### Short task:
Retype the records from the start up to and including the line that contains "163L185 164L186 164L186". Leave the pictures out of your answer.

[Records from a collection]

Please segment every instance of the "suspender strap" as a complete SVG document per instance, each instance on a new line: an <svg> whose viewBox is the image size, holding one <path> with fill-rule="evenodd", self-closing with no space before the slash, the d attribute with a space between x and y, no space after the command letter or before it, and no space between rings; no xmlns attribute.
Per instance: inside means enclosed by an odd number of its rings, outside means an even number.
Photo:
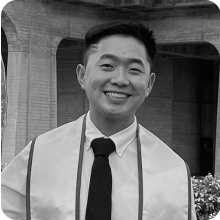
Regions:
<svg viewBox="0 0 220 220"><path fill-rule="evenodd" d="M31 142L31 148L30 148L29 159L28 159L28 167L27 167L27 180L26 180L26 214L27 214L27 220L31 220L31 204L30 204L31 167L32 167L34 144L35 144L36 138L37 137L35 137L33 139L33 141Z"/></svg>
<svg viewBox="0 0 220 220"><path fill-rule="evenodd" d="M187 163L185 164L186 164L186 170L188 176L188 220L192 220L191 173L188 164Z"/></svg>

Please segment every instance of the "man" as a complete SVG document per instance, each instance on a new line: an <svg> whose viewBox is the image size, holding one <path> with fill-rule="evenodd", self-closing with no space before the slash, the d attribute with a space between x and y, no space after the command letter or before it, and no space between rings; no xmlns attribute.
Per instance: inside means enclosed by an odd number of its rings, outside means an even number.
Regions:
<svg viewBox="0 0 220 220"><path fill-rule="evenodd" d="M36 139L30 186L26 176L31 144L5 169L6 216L13 220L196 219L184 161L137 124L135 117L156 78L155 48L152 31L138 22L112 22L89 30L84 65L78 65L76 72L90 110ZM95 152L94 140L100 137L101 143L111 142L101 144L101 150L114 146L109 156ZM103 162L101 168L98 160ZM98 180L93 179L95 163ZM108 177L102 176L106 173ZM26 198L30 198L28 210ZM30 217L26 218L26 211Z"/></svg>

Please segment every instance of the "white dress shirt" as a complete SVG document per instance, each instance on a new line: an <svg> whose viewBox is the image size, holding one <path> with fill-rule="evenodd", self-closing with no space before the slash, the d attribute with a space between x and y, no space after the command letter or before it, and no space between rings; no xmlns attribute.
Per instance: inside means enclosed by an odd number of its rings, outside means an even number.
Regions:
<svg viewBox="0 0 220 220"><path fill-rule="evenodd" d="M138 219L136 129L137 121L134 118L129 127L108 137L116 145L116 151L109 156L112 170L112 220ZM85 135L80 192L80 220L85 220L91 168L94 161L94 153L90 144L94 138L106 137L93 124L89 113L86 118Z"/></svg>

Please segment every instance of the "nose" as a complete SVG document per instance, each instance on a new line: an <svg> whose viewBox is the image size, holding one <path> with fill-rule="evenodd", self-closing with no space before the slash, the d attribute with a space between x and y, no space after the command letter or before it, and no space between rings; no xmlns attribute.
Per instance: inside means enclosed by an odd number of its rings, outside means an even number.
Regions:
<svg viewBox="0 0 220 220"><path fill-rule="evenodd" d="M118 68L112 76L111 83L117 86L128 86L129 81L126 79L126 72L123 68Z"/></svg>

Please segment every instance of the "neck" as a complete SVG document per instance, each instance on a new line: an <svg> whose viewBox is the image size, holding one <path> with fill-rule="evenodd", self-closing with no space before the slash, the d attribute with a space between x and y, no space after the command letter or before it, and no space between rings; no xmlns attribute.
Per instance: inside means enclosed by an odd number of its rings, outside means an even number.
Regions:
<svg viewBox="0 0 220 220"><path fill-rule="evenodd" d="M103 117L96 116L92 112L90 112L90 118L93 124L107 137L127 128L134 121L134 117Z"/></svg>

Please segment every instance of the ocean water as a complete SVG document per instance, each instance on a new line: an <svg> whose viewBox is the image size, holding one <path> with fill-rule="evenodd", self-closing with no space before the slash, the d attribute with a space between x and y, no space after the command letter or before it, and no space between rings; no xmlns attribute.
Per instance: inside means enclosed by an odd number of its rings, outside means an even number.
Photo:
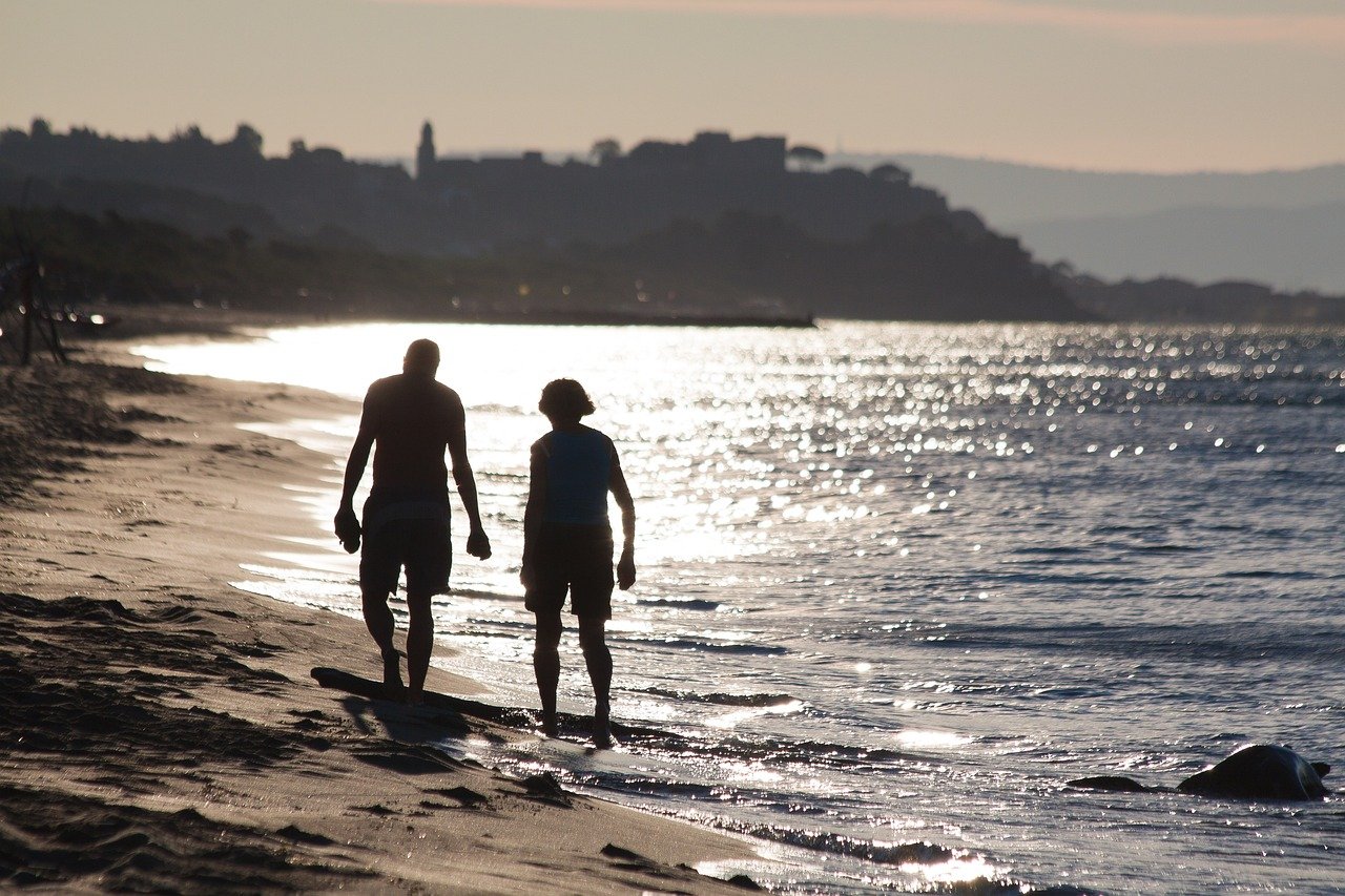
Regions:
<svg viewBox="0 0 1345 896"><path fill-rule="evenodd" d="M1065 787L1174 786L1250 743L1345 768L1345 332L387 323L139 351L359 398L421 336L495 545L465 557L457 510L436 665L535 705L527 448L574 377L639 515L613 714L662 732L455 749L749 837L757 861L702 870L788 892L1345 892L1340 798ZM355 424L270 428L332 479L295 491L313 539L241 587L358 613L325 534ZM562 663L589 710L572 632Z"/></svg>

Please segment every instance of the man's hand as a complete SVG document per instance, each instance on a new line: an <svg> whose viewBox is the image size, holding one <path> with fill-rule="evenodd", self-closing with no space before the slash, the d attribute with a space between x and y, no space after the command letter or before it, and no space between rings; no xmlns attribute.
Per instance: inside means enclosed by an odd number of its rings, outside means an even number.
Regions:
<svg viewBox="0 0 1345 896"><path fill-rule="evenodd" d="M336 519L332 521L332 527L336 531L336 538L340 539L342 548L346 549L347 554L352 554L359 550L359 517L355 515L355 509L350 505L343 505L340 510L336 511Z"/></svg>
<svg viewBox="0 0 1345 896"><path fill-rule="evenodd" d="M467 553L477 560L491 558L491 539L486 537L484 530L473 529L467 537Z"/></svg>
<svg viewBox="0 0 1345 896"><path fill-rule="evenodd" d="M635 584L635 549L627 548L616 561L616 584L621 591L631 591Z"/></svg>

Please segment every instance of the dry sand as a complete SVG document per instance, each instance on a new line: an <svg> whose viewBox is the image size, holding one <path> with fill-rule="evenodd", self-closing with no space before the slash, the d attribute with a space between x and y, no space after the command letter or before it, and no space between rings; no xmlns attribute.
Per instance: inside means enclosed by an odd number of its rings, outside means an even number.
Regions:
<svg viewBox="0 0 1345 896"><path fill-rule="evenodd" d="M230 588L278 538L316 534L281 484L325 472L237 424L348 404L79 357L0 367L0 885L751 887L689 866L744 842L429 745L534 737L519 710L319 687L315 666L381 675L363 626ZM428 687L479 690L436 669Z"/></svg>

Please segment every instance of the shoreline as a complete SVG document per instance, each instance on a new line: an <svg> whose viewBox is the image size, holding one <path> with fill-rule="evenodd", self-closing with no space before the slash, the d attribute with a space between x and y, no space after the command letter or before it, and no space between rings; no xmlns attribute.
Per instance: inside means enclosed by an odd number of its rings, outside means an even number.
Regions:
<svg viewBox="0 0 1345 896"><path fill-rule="evenodd" d="M535 737L469 701L406 708L319 687L315 666L381 677L363 626L229 581L284 538L315 534L281 486L330 475L327 459L239 424L352 404L149 374L126 344L74 343L74 366L32 374L47 396L106 389L120 435L42 441L30 487L0 503L0 724L15 744L0 766L0 842L17 857L0 880L741 892L745 881L690 865L751 862L744 841L429 745ZM11 429L24 422L5 413ZM436 667L426 686L480 690Z"/></svg>

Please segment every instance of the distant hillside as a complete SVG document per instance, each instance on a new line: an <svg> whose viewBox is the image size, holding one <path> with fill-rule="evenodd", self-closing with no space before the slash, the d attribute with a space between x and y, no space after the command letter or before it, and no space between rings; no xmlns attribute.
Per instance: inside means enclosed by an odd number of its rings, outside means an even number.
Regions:
<svg viewBox="0 0 1345 896"><path fill-rule="evenodd" d="M1345 202L1345 164L1252 174L1073 171L993 159L920 153L838 155L837 164L894 161L994 227L1024 222L1142 215L1180 207L1302 209Z"/></svg>
<svg viewBox="0 0 1345 896"><path fill-rule="evenodd" d="M1020 225L1048 260L1107 278L1259 280L1345 293L1345 202L1305 209L1170 209Z"/></svg>
<svg viewBox="0 0 1345 896"><path fill-rule="evenodd" d="M1345 164L1254 174L1068 171L896 153L916 183L972 207L1038 257L1103 277L1258 280L1345 292Z"/></svg>
<svg viewBox="0 0 1345 896"><path fill-rule="evenodd" d="M811 315L909 320L1076 320L1084 315L1013 239L970 215L811 237L780 218L728 214L632 242L428 257L367 246L195 237L108 211L0 207L35 245L59 301L204 301L317 316L438 320L759 322Z"/></svg>

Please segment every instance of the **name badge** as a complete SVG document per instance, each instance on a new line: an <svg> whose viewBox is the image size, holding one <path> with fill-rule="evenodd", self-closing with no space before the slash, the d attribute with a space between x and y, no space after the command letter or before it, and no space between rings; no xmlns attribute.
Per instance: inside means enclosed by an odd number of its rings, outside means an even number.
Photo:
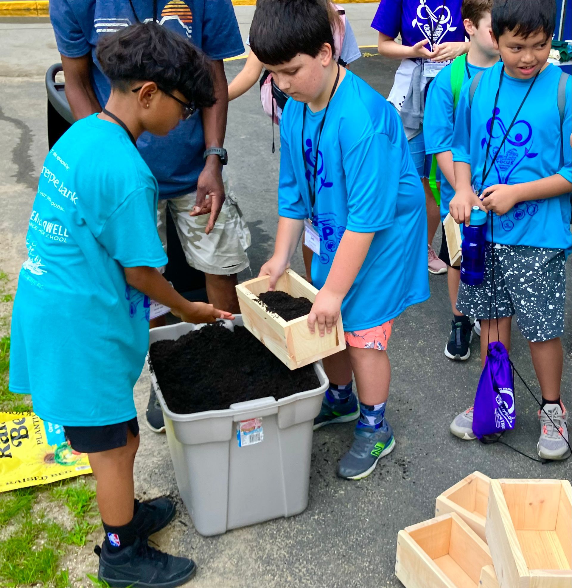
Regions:
<svg viewBox="0 0 572 588"><path fill-rule="evenodd" d="M434 78L443 68L446 68L453 61L431 61L430 59L423 59L423 75L426 78Z"/></svg>
<svg viewBox="0 0 572 588"><path fill-rule="evenodd" d="M320 235L309 219L304 220L304 245L316 255L320 255Z"/></svg>

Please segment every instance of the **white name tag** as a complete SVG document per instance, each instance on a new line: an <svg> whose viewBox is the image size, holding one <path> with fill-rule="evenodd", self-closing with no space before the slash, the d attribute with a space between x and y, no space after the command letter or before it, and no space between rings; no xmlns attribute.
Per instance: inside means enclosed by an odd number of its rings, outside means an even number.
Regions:
<svg viewBox="0 0 572 588"><path fill-rule="evenodd" d="M448 61L431 61L423 59L423 75L426 78L434 78L443 68L446 68L453 60Z"/></svg>
<svg viewBox="0 0 572 588"><path fill-rule="evenodd" d="M304 220L304 245L316 255L320 255L320 235L309 219Z"/></svg>

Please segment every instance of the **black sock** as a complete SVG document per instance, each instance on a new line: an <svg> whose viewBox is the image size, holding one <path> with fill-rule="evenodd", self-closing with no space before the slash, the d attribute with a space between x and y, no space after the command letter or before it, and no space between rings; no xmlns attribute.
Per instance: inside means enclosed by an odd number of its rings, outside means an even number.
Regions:
<svg viewBox="0 0 572 588"><path fill-rule="evenodd" d="M102 522L103 523L103 530L105 532L105 542L112 553L115 553L123 547L132 545L135 542L136 534L132 519L127 524L122 525L121 527L113 527L107 524L103 520Z"/></svg>
<svg viewBox="0 0 572 588"><path fill-rule="evenodd" d="M542 404L540 405L540 410L541 410L544 407L544 405L547 405L547 404L557 404L557 405L560 405L560 396L558 397L558 400L546 400L546 399L544 396L543 396L542 397Z"/></svg>

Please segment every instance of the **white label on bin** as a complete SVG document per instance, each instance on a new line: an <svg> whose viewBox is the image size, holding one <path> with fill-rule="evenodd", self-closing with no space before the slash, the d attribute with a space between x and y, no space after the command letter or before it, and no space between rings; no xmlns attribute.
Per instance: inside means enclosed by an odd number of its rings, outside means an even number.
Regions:
<svg viewBox="0 0 572 588"><path fill-rule="evenodd" d="M263 439L264 429L262 428L262 419L241 420L236 425L236 440L239 447L262 443Z"/></svg>

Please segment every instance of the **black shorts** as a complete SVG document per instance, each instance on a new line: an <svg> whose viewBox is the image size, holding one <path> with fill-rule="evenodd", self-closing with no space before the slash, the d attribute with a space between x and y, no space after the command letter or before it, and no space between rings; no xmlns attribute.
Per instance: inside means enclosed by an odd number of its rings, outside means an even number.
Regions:
<svg viewBox="0 0 572 588"><path fill-rule="evenodd" d="M460 263L459 265L451 265L451 260L449 259L449 249L447 246L447 238L445 236L445 227L443 223L441 223L441 249L439 249L439 255L437 257L450 268L460 269Z"/></svg>
<svg viewBox="0 0 572 588"><path fill-rule="evenodd" d="M115 425L93 427L63 427L72 449L83 453L97 453L127 445L127 430L133 437L139 435L137 417Z"/></svg>

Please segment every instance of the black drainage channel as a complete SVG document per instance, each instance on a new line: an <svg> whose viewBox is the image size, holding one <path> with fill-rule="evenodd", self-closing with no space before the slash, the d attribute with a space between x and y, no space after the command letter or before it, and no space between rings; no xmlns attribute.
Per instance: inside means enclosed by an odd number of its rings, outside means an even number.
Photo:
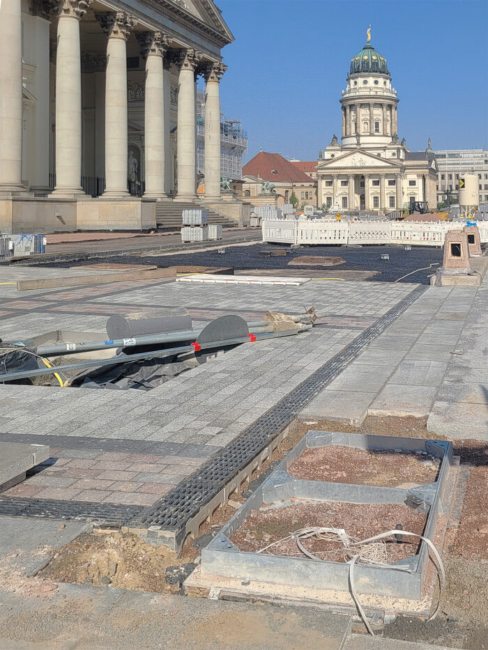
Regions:
<svg viewBox="0 0 488 650"><path fill-rule="evenodd" d="M418 286L384 316L365 330L349 346L299 384L277 404L183 479L157 503L146 508L80 501L0 497L0 516L93 520L120 523L142 533L153 527L155 535L165 532L179 548L187 534L187 523L221 493L237 474L259 456L297 417L299 412L425 291ZM151 533L151 531L149 532ZM162 536L164 538L165 536ZM163 542L164 543L164 542Z"/></svg>
<svg viewBox="0 0 488 650"><path fill-rule="evenodd" d="M121 525L141 511L140 506L58 501L54 499L0 498L0 515L10 517L38 517L75 521L104 521Z"/></svg>
<svg viewBox="0 0 488 650"><path fill-rule="evenodd" d="M224 486L251 463L311 400L335 379L386 327L413 304L427 287L416 287L354 341L299 384L277 404L261 416L240 436L159 502L128 523L132 529L155 527L169 534L178 548L186 536L186 524L214 499ZM153 529L155 530L155 529ZM149 536L148 536L148 539Z"/></svg>

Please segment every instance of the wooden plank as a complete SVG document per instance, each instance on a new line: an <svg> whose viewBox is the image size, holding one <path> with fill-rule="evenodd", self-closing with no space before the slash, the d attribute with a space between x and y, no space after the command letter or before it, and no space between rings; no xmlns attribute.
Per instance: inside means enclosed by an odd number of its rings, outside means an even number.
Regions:
<svg viewBox="0 0 488 650"><path fill-rule="evenodd" d="M80 286L84 284L109 284L112 282L132 282L136 280L152 280L157 278L175 277L176 269L170 266L165 269L153 270L121 271L117 273L107 273L105 275L75 275L72 277L39 278L35 280L19 280L17 291L28 291L32 289L52 289L56 287Z"/></svg>

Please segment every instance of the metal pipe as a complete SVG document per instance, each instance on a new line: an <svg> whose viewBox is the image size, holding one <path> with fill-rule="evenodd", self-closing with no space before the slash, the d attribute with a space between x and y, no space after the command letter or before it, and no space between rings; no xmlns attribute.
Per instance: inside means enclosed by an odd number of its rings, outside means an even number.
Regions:
<svg viewBox="0 0 488 650"><path fill-rule="evenodd" d="M274 332L269 334L257 334L257 341L263 339L277 339L280 336L288 336L298 333L298 330L287 330L284 332ZM224 341L213 341L209 343L202 343L200 344L201 350L217 348L220 346L238 345L240 343L250 343L250 339L248 336L239 337L238 339L226 339ZM52 375L54 373L63 373L68 370L82 369L83 368L95 368L98 366L109 366L115 364L124 363L126 361L137 361L139 359L145 359L147 357L172 357L185 352L195 351L193 346L182 346L179 348L170 348L167 350L153 350L151 352L141 352L137 355L121 355L119 357L112 357L110 359L94 359L93 361L83 361L77 364L67 364L64 366L53 366L51 368L40 368L38 370L26 370L17 373L7 373L6 374L0 374L0 382L5 381L14 381L17 379L25 379L29 377L41 377L43 375Z"/></svg>
<svg viewBox="0 0 488 650"><path fill-rule="evenodd" d="M296 321L295 321L296 322ZM270 321L249 320L247 326L250 334L264 334L275 330L270 327ZM130 339L109 339L107 341L88 341L82 343L68 343L52 346L39 346L37 354L41 357L54 357L59 355L70 355L75 353L93 352L96 350L110 350L115 348L134 348L137 346L152 346L160 343L176 343L178 341L190 341L197 339L204 328L198 330L181 330L165 334L148 334L134 336ZM21 341L15 343L21 347Z"/></svg>

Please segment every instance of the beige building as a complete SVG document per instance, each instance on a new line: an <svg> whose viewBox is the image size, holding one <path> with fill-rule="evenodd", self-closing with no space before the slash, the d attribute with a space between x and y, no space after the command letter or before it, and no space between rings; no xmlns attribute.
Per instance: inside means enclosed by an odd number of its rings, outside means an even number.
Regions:
<svg viewBox="0 0 488 650"><path fill-rule="evenodd" d="M212 0L1 0L0 231L153 227L220 201L221 49Z"/></svg>
<svg viewBox="0 0 488 650"><path fill-rule="evenodd" d="M268 191L270 185L272 192ZM293 192L299 208L317 204L317 181L279 153L266 151L260 151L244 165L238 192L254 206L273 203L280 207L290 202Z"/></svg>
<svg viewBox="0 0 488 650"><path fill-rule="evenodd" d="M436 206L437 165L430 151L398 139L399 99L386 60L367 42L351 60L340 99L342 138L317 163L319 205L386 213L411 201Z"/></svg>

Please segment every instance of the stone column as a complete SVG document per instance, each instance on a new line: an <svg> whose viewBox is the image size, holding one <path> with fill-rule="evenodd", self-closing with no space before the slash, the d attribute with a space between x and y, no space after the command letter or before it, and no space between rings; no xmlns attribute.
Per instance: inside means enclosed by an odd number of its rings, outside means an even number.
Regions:
<svg viewBox="0 0 488 650"><path fill-rule="evenodd" d="M160 31L137 35L143 56L146 57L144 95L144 198L167 198L165 192L165 111L162 59L169 39Z"/></svg>
<svg viewBox="0 0 488 650"><path fill-rule="evenodd" d="M83 194L79 21L93 0L61 0L56 52L54 196Z"/></svg>
<svg viewBox="0 0 488 650"><path fill-rule="evenodd" d="M129 196L125 43L137 21L123 11L98 14L97 19L109 37L105 73L105 191L102 196L117 199Z"/></svg>
<svg viewBox="0 0 488 650"><path fill-rule="evenodd" d="M365 210L369 209L369 174L365 174Z"/></svg>
<svg viewBox="0 0 488 650"><path fill-rule="evenodd" d="M195 49L180 52L179 92L178 93L177 201L197 199L196 129L195 73L201 54Z"/></svg>
<svg viewBox="0 0 488 650"><path fill-rule="evenodd" d="M171 60L167 55L162 59L162 81L165 95L165 193L169 195L173 188L173 152L171 144Z"/></svg>
<svg viewBox="0 0 488 650"><path fill-rule="evenodd" d="M379 175L379 207L380 210L385 209L385 203L386 201L385 196L385 175L384 173L381 173Z"/></svg>
<svg viewBox="0 0 488 650"><path fill-rule="evenodd" d="M387 134L386 125L388 123L386 121L386 104L381 105L381 114L382 114L382 120L383 120L381 132L383 133L383 135L386 135Z"/></svg>
<svg viewBox="0 0 488 650"><path fill-rule="evenodd" d="M402 207L402 174L397 173L395 176L396 185L397 185L397 199L396 199L396 206L395 208L397 210L400 210Z"/></svg>
<svg viewBox="0 0 488 650"><path fill-rule="evenodd" d="M220 96L219 84L227 66L205 68L205 198L220 198Z"/></svg>
<svg viewBox="0 0 488 650"><path fill-rule="evenodd" d="M20 0L0 4L0 193L22 192L22 49Z"/></svg>
<svg viewBox="0 0 488 650"><path fill-rule="evenodd" d="M348 210L354 210L354 176L349 174L347 177L349 178L349 198L347 201L347 209Z"/></svg>

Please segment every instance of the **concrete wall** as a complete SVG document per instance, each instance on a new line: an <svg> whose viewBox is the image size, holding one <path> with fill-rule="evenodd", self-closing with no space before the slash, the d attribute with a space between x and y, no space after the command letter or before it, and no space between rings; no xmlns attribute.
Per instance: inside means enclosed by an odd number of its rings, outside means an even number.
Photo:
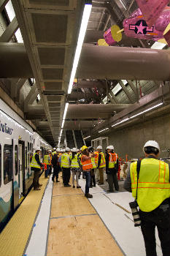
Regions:
<svg viewBox="0 0 170 256"><path fill-rule="evenodd" d="M142 157L144 143L154 140L160 144L161 157L167 157L167 151L163 151L170 148L170 114L104 135L119 157L125 158L127 154L128 159Z"/></svg>

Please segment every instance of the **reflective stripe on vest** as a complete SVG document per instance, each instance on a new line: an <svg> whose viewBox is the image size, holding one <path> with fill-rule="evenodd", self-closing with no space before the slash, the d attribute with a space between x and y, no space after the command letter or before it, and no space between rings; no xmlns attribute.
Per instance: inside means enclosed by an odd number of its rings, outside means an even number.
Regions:
<svg viewBox="0 0 170 256"><path fill-rule="evenodd" d="M47 154L46 154L46 155L44 157L44 162L45 162L46 165L49 165L49 164L50 164L49 156L48 156Z"/></svg>
<svg viewBox="0 0 170 256"><path fill-rule="evenodd" d="M39 155L37 153L34 153L33 157L32 157L32 161L30 164L30 167L34 167L34 168L41 169L41 166L36 161L36 159L35 159L36 154L37 154L39 156ZM40 161L40 159L39 159L39 161Z"/></svg>
<svg viewBox="0 0 170 256"><path fill-rule="evenodd" d="M105 157L103 152L99 153L101 155L101 163L99 167L101 168L106 166Z"/></svg>
<svg viewBox="0 0 170 256"><path fill-rule="evenodd" d="M130 167L132 195L136 198L137 162ZM143 211L151 211L170 197L169 165L154 158L142 160L138 182L137 203Z"/></svg>
<svg viewBox="0 0 170 256"><path fill-rule="evenodd" d="M94 157L91 157L91 163L93 165L93 169L96 168L96 165L95 164L95 158Z"/></svg>
<svg viewBox="0 0 170 256"><path fill-rule="evenodd" d="M66 153L63 154L61 156L61 167L63 167L64 168L69 168L69 155Z"/></svg>
<svg viewBox="0 0 170 256"><path fill-rule="evenodd" d="M81 158L81 162L82 162L82 158ZM82 170L84 170L93 168L93 165L91 163L90 159L85 160L84 162L82 162Z"/></svg>
<svg viewBox="0 0 170 256"><path fill-rule="evenodd" d="M74 155L74 157L72 158L72 155L70 156L70 159L72 160L72 162L71 162L71 167L74 167L74 168L79 168L80 167L80 165L79 165L79 163L78 163L78 155L77 154L75 154Z"/></svg>

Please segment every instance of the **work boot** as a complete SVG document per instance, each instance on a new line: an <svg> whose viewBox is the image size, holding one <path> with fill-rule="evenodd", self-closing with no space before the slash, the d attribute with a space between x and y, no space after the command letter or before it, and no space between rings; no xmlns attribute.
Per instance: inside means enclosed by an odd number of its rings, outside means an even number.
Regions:
<svg viewBox="0 0 170 256"><path fill-rule="evenodd" d="M85 194L85 197L87 198L93 198L93 195L89 193Z"/></svg>

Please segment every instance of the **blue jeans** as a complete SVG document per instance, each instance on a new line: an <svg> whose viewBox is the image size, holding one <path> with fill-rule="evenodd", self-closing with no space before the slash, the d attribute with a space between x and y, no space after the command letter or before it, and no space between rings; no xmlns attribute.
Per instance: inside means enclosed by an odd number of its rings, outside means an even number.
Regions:
<svg viewBox="0 0 170 256"><path fill-rule="evenodd" d="M85 171L84 172L85 176L85 194L89 193L89 187L90 184L90 180L91 180L91 176L90 176L90 171Z"/></svg>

### Answer for the task:
Please segment every instance of the "suspender strap" as a complete SVG document per instance, each instance on a new line: an <svg> whose viewBox is the image size, holding one <path> with fill-rule="evenodd", self-closing with no space before the slash, the d attribute with a space between x and y, no space after the command letter or before it, and no space between rings; no xmlns attribute.
Per instance: inside means enclosed by an odd number of its rings, outside means an even number.
Photo:
Regions:
<svg viewBox="0 0 220 220"><path fill-rule="evenodd" d="M31 142L31 148L30 148L29 159L28 159L28 167L27 167L27 180L26 180L26 214L27 214L27 220L31 220L31 204L30 204L31 167L32 167L34 144L35 144L36 138L37 137L35 137L33 139L33 141Z"/></svg>
<svg viewBox="0 0 220 220"><path fill-rule="evenodd" d="M187 163L185 164L186 164L186 170L188 176L188 220L192 220L191 173L188 164Z"/></svg>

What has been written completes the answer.